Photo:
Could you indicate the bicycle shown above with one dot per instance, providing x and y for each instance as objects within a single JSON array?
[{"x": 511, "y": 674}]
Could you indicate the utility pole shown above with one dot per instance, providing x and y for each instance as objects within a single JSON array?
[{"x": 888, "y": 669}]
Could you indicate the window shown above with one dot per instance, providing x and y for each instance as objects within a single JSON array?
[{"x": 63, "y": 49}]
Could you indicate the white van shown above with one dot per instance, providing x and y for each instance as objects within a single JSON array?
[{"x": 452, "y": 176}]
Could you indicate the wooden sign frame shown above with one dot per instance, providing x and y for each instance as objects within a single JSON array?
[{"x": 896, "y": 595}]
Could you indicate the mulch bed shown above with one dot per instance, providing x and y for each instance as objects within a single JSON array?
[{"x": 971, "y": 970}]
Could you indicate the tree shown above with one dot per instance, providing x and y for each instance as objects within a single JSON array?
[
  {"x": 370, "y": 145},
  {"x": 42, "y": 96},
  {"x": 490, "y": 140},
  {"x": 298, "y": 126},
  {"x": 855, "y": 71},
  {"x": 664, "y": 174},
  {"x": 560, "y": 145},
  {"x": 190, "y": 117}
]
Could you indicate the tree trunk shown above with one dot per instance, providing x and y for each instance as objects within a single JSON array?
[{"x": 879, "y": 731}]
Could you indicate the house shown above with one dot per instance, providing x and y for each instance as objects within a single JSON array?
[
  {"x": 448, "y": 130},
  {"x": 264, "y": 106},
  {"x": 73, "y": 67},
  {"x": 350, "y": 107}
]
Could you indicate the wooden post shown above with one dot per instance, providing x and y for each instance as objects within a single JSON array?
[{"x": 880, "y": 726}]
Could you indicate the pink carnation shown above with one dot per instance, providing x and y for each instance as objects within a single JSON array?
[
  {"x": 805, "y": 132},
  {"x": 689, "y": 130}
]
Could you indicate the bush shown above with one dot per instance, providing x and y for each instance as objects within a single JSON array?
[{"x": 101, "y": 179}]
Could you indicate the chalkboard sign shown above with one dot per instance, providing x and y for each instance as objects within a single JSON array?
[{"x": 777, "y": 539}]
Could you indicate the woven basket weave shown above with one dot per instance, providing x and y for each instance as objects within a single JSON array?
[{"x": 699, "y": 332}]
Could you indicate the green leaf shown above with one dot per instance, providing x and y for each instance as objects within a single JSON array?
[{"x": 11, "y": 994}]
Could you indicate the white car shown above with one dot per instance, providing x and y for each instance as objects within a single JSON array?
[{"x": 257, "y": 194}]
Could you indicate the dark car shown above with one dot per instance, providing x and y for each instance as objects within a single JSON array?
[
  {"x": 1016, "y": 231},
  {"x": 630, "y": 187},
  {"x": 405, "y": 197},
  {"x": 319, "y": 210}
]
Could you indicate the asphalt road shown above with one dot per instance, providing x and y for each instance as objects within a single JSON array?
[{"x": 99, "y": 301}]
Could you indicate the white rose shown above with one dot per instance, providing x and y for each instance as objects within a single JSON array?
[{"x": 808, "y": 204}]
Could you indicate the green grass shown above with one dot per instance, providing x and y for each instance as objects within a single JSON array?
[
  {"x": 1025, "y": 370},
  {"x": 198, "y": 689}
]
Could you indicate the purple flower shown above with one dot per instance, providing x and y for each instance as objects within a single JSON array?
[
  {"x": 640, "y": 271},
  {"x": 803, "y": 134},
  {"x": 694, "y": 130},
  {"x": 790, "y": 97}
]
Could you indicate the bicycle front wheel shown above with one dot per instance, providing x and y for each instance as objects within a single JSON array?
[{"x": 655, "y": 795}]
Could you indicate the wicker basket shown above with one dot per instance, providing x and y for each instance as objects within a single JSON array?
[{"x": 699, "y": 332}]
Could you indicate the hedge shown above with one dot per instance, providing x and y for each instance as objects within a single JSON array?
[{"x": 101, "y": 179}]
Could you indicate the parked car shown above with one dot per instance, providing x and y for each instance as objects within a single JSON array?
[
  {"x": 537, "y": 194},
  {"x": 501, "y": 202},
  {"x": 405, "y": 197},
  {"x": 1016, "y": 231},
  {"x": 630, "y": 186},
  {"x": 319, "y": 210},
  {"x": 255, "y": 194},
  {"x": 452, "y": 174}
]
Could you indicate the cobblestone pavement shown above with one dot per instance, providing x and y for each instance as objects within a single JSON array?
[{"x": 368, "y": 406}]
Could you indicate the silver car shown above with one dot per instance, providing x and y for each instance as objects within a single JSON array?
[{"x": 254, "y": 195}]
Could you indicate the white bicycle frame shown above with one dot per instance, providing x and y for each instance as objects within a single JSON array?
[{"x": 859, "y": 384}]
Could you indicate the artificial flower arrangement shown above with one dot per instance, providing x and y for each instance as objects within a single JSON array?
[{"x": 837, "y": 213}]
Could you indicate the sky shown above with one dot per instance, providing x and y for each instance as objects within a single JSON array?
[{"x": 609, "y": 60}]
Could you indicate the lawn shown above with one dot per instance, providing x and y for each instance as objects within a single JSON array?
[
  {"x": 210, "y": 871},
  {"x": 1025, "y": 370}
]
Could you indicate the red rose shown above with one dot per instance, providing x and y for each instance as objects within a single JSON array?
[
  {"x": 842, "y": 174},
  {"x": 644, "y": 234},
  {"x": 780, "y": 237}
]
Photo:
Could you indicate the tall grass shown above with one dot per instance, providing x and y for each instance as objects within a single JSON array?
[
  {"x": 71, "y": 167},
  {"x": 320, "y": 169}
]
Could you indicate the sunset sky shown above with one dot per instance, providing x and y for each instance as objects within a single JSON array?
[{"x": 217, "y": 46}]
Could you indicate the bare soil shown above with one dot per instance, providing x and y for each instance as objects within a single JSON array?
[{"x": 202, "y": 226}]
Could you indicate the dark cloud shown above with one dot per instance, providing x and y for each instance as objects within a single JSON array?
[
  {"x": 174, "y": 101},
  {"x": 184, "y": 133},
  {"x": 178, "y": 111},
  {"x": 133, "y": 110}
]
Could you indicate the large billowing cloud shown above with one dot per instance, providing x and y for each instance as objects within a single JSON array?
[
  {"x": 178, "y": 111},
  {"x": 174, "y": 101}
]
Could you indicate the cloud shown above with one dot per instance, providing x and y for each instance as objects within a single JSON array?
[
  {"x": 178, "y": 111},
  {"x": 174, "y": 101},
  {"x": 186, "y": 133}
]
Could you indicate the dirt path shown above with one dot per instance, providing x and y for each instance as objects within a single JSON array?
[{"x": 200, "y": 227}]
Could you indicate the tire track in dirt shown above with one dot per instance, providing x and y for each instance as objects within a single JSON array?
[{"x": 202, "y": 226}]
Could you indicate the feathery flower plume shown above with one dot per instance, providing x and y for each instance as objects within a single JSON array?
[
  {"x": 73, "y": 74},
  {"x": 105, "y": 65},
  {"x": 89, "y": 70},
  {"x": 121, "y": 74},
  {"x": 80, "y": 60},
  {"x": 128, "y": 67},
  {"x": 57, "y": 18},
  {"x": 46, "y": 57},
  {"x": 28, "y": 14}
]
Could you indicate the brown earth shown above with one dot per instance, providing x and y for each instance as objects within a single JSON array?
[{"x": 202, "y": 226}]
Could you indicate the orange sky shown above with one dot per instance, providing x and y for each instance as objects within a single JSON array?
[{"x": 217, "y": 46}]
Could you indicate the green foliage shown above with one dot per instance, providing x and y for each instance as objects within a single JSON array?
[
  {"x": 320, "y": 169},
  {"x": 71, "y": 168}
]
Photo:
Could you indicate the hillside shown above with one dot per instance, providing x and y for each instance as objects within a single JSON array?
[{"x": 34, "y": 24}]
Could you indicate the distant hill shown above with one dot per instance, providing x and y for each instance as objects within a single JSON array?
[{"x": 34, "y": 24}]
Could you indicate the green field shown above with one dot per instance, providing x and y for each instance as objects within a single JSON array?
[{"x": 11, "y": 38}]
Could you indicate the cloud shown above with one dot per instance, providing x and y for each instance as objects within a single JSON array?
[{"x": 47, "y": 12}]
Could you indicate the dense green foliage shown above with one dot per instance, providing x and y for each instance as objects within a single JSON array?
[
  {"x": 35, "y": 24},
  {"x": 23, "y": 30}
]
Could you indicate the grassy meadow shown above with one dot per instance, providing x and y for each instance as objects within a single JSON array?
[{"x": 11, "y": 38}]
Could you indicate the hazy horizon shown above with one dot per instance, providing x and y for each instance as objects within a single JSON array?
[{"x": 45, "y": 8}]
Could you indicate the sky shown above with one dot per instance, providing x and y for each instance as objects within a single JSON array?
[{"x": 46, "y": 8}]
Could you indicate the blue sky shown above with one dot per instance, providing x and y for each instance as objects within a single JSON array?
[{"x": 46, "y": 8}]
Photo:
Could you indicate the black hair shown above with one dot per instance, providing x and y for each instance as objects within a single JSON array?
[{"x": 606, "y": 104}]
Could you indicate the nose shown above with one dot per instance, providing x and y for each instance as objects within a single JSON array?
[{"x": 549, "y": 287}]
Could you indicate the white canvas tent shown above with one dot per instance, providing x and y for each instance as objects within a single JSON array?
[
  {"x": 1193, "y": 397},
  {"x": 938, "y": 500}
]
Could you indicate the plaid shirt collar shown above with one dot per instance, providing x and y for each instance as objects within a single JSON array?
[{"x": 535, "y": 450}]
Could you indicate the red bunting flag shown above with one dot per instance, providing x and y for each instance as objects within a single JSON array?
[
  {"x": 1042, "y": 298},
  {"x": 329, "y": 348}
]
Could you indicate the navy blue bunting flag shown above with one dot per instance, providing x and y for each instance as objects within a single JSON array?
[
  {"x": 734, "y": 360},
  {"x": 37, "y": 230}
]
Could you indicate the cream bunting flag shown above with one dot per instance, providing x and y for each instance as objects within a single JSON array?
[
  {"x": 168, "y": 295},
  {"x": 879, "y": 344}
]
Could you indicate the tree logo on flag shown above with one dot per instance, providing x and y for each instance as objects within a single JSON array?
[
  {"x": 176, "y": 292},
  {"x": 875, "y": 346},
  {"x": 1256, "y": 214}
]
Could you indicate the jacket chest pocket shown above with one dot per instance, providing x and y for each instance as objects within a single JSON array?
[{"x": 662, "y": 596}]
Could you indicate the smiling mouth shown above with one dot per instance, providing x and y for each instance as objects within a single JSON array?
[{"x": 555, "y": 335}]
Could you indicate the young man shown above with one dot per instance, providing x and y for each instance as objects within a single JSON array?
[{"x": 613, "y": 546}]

Exercise objective -
Repeat, without changes, every line from the one that contains "Could you indicate the tree logo" through the final line of the data.

Task result -
Could you indicate the tree logo on flag shown above with one dot per instance, providing x and y for each instance as objects within a single JSON array?
[
  {"x": 176, "y": 292},
  {"x": 875, "y": 346},
  {"x": 1256, "y": 214}
]
Could you indicate the jacket chest pocket shown above with one dot per instance, providing x and y for each instance as objects within a single JSON array?
[{"x": 662, "y": 596}]
Could you indicate the smiling mouth shown above with one dot per instance, providing x and y for each instance as objects within a single JSON array?
[{"x": 555, "y": 335}]
Could you indicate the young man shown above with one dot per instance, providing x and y for each instance as objects within a single JSON array?
[{"x": 613, "y": 546}]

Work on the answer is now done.